◆ **Task details**
The answer must be the full listing, retyped exactly.
------------------------------
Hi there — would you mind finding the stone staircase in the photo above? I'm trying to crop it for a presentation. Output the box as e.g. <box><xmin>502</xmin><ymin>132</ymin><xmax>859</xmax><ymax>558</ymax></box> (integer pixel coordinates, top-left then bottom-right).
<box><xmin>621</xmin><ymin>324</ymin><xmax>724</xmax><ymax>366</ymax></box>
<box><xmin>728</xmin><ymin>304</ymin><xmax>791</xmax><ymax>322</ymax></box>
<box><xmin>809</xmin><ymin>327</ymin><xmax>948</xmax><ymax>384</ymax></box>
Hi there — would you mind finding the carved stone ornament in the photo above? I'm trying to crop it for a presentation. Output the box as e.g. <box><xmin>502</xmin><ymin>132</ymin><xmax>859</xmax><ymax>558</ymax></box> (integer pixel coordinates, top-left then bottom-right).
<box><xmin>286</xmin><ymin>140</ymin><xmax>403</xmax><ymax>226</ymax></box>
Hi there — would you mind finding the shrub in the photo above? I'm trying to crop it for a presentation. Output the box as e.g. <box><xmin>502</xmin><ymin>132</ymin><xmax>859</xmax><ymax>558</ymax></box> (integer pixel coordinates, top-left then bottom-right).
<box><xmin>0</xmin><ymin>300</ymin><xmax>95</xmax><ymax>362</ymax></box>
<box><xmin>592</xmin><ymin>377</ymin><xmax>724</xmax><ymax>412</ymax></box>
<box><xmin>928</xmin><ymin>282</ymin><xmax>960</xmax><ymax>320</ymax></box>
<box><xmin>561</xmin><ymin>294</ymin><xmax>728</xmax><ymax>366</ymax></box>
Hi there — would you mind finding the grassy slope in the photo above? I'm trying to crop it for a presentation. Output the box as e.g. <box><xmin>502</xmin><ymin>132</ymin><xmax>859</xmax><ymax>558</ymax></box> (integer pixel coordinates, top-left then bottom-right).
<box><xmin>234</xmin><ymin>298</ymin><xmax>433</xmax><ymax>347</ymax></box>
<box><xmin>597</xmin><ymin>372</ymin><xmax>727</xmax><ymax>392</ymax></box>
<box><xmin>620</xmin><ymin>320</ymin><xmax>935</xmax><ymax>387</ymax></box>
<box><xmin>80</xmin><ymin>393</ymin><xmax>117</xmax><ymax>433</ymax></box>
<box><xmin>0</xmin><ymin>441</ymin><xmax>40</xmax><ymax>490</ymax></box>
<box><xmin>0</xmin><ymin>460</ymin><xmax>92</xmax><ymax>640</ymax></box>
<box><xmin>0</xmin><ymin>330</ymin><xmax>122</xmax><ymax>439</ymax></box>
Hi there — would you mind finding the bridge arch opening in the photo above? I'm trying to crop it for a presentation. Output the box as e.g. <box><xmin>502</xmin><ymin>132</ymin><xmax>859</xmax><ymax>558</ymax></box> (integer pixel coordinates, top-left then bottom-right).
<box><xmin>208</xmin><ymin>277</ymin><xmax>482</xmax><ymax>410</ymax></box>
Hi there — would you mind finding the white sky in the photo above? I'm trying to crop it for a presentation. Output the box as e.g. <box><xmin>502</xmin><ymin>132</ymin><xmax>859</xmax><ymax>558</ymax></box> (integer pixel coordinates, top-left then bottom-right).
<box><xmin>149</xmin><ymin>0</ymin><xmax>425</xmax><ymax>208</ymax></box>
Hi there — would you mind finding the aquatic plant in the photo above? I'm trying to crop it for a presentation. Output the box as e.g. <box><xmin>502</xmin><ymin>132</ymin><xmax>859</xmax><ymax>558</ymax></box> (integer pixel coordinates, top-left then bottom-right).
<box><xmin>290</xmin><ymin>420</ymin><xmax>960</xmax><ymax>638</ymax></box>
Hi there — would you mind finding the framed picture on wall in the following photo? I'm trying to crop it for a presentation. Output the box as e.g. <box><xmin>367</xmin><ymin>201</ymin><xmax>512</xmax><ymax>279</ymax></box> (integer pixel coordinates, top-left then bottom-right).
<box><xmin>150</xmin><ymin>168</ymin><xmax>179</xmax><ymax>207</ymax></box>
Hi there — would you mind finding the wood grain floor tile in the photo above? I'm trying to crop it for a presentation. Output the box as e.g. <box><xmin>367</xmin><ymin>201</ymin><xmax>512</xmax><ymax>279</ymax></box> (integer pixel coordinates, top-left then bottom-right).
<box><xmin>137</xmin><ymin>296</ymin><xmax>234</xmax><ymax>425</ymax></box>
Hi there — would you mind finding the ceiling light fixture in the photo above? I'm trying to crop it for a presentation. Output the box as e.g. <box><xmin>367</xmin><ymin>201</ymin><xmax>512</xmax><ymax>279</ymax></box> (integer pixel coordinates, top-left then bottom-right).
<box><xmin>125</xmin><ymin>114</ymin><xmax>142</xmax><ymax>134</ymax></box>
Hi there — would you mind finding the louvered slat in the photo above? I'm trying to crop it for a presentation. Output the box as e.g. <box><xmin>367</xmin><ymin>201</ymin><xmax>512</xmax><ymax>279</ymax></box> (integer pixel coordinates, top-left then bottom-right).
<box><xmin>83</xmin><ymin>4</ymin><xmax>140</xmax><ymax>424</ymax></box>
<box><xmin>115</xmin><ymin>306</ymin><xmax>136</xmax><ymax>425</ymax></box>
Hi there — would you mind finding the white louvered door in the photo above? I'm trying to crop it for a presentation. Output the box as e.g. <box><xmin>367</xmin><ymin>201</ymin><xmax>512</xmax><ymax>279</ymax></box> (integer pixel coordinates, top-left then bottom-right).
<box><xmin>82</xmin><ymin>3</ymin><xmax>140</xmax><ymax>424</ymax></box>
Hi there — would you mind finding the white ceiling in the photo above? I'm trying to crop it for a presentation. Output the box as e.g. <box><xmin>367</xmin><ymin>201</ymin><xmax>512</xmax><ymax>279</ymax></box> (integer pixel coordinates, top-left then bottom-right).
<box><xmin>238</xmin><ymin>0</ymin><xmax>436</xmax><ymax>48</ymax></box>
------------------------------
◆ **Result of this exercise**
Hi there — would you mind finding the stone staircase in the photo above? I'm trying to crop it for a presentation. Output the box as e.g. <box><xmin>502</xmin><ymin>132</ymin><xmax>859</xmax><ymax>558</ymax></box> (integer pixel coordinates, top-left then bottom-right).
<box><xmin>621</xmin><ymin>324</ymin><xmax>724</xmax><ymax>366</ymax></box>
<box><xmin>728</xmin><ymin>304</ymin><xmax>791</xmax><ymax>322</ymax></box>
<box><xmin>809</xmin><ymin>327</ymin><xmax>948</xmax><ymax>384</ymax></box>
Hi there — would you mind finding the carved stone ornament in the photo above? I'm trying to crop it for a presentation. Output the box as e.g. <box><xmin>502</xmin><ymin>132</ymin><xmax>859</xmax><ymax>558</ymax></box> (integer pixel coordinates, top-left then bottom-right).
<box><xmin>286</xmin><ymin>140</ymin><xmax>403</xmax><ymax>226</ymax></box>
Hi there — would you mind finding the shrub in the photo above? I'm trying to crop it for a presentation. Output the box as e.g. <box><xmin>502</xmin><ymin>132</ymin><xmax>859</xmax><ymax>558</ymax></box> (integer pixel coordinates, top-left then bottom-right).
<box><xmin>0</xmin><ymin>300</ymin><xmax>95</xmax><ymax>362</ymax></box>
<box><xmin>592</xmin><ymin>377</ymin><xmax>724</xmax><ymax>412</ymax></box>
<box><xmin>928</xmin><ymin>282</ymin><xmax>960</xmax><ymax>320</ymax></box>
<box><xmin>561</xmin><ymin>294</ymin><xmax>728</xmax><ymax>366</ymax></box>
Hi there — would you mind finding the grassy slope in the photo above? I'm trying to crop it for a presentation. Output the box as e.g. <box><xmin>502</xmin><ymin>132</ymin><xmax>859</xmax><ymax>558</ymax></box> (integer pixel coordinates, top-left then bottom-right).
<box><xmin>234</xmin><ymin>298</ymin><xmax>433</xmax><ymax>347</ymax></box>
<box><xmin>597</xmin><ymin>372</ymin><xmax>727</xmax><ymax>392</ymax></box>
<box><xmin>620</xmin><ymin>320</ymin><xmax>935</xmax><ymax>387</ymax></box>
<box><xmin>80</xmin><ymin>393</ymin><xmax>117</xmax><ymax>433</ymax></box>
<box><xmin>0</xmin><ymin>441</ymin><xmax>40</xmax><ymax>490</ymax></box>
<box><xmin>0</xmin><ymin>460</ymin><xmax>92</xmax><ymax>640</ymax></box>
<box><xmin>0</xmin><ymin>330</ymin><xmax>122</xmax><ymax>439</ymax></box>
Hi there — would you mind finding the bridge arch opening in the photo above? I'm trying to crop it for a presentation. Output the box as e.g. <box><xmin>502</xmin><ymin>132</ymin><xmax>859</xmax><ymax>558</ymax></box> (integer pixel coordinates, top-left then bottom-right).
<box><xmin>208</xmin><ymin>277</ymin><xmax>482</xmax><ymax>410</ymax></box>
Hi there — would you mind finding the white sky in the photo above? I'm trying to crop it for a presentation. Output the box as e.g. <box><xmin>502</xmin><ymin>132</ymin><xmax>859</xmax><ymax>558</ymax></box> (integer pixel coordinates, top-left then bottom-right).
<box><xmin>149</xmin><ymin>0</ymin><xmax>425</xmax><ymax>208</ymax></box>
Hi there — would you mind finding the aquatic plant in the photo above? I'm trying to crop it for a presentation. Output the box as e.g. <box><xmin>502</xmin><ymin>132</ymin><xmax>859</xmax><ymax>558</ymax></box> (integer pixel coordinates, top-left then bottom-right).
<box><xmin>290</xmin><ymin>420</ymin><xmax>960</xmax><ymax>638</ymax></box>
Hi there — would you mind finding the framed picture on wall in the following photo? I'm trying to crop it for a presentation. Output the box as e.g. <box><xmin>367</xmin><ymin>201</ymin><xmax>512</xmax><ymax>279</ymax></box> (integer pixel coordinates, top-left then bottom-right).
<box><xmin>150</xmin><ymin>168</ymin><xmax>179</xmax><ymax>207</ymax></box>
Hi there — would you mind finding the wood grain floor tile in the photo above? I'm trying to crop it for a presentation. Output the box as e.g. <box><xmin>367</xmin><ymin>201</ymin><xmax>512</xmax><ymax>279</ymax></box> (integer pixel coordinates, top-left then bottom-right).
<box><xmin>137</xmin><ymin>296</ymin><xmax>234</xmax><ymax>425</ymax></box>
Hi there — would you mind finding the ceiling light fixture in the photo above? I'm trying to crop it for a presentation. Output the box as e.g. <box><xmin>367</xmin><ymin>201</ymin><xmax>512</xmax><ymax>279</ymax></box> (integer pixel coordinates, top-left then bottom-right).
<box><xmin>125</xmin><ymin>114</ymin><xmax>142</xmax><ymax>134</ymax></box>
Hi there — would you mind finding the louvered slat in the photo above? I'm trying to crop it for a presentation. Output the box as e.g. <box><xmin>367</xmin><ymin>201</ymin><xmax>512</xmax><ymax>279</ymax></box> (integer pixel coordinates, top-left then bottom-right).
<box><xmin>83</xmin><ymin>4</ymin><xmax>140</xmax><ymax>424</ymax></box>
<box><xmin>115</xmin><ymin>306</ymin><xmax>136</xmax><ymax>425</ymax></box>
Hi there — would you mind finding the white louvered door in the photo above? I'm trying to crop it for a presentation. Output the box as e.g. <box><xmin>367</xmin><ymin>201</ymin><xmax>512</xmax><ymax>279</ymax></box> (integer pixel coordinates, top-left then bottom-right).
<box><xmin>82</xmin><ymin>3</ymin><xmax>140</xmax><ymax>424</ymax></box>
Hi there — would you mind finding the white ceiling in the photo above? I'm trying to crop it for a presentation. Output the box as e.g. <box><xmin>367</xmin><ymin>201</ymin><xmax>512</xmax><ymax>279</ymax></box> (integer pixel coordinates, top-left then bottom-right).
<box><xmin>238</xmin><ymin>0</ymin><xmax>436</xmax><ymax>48</ymax></box>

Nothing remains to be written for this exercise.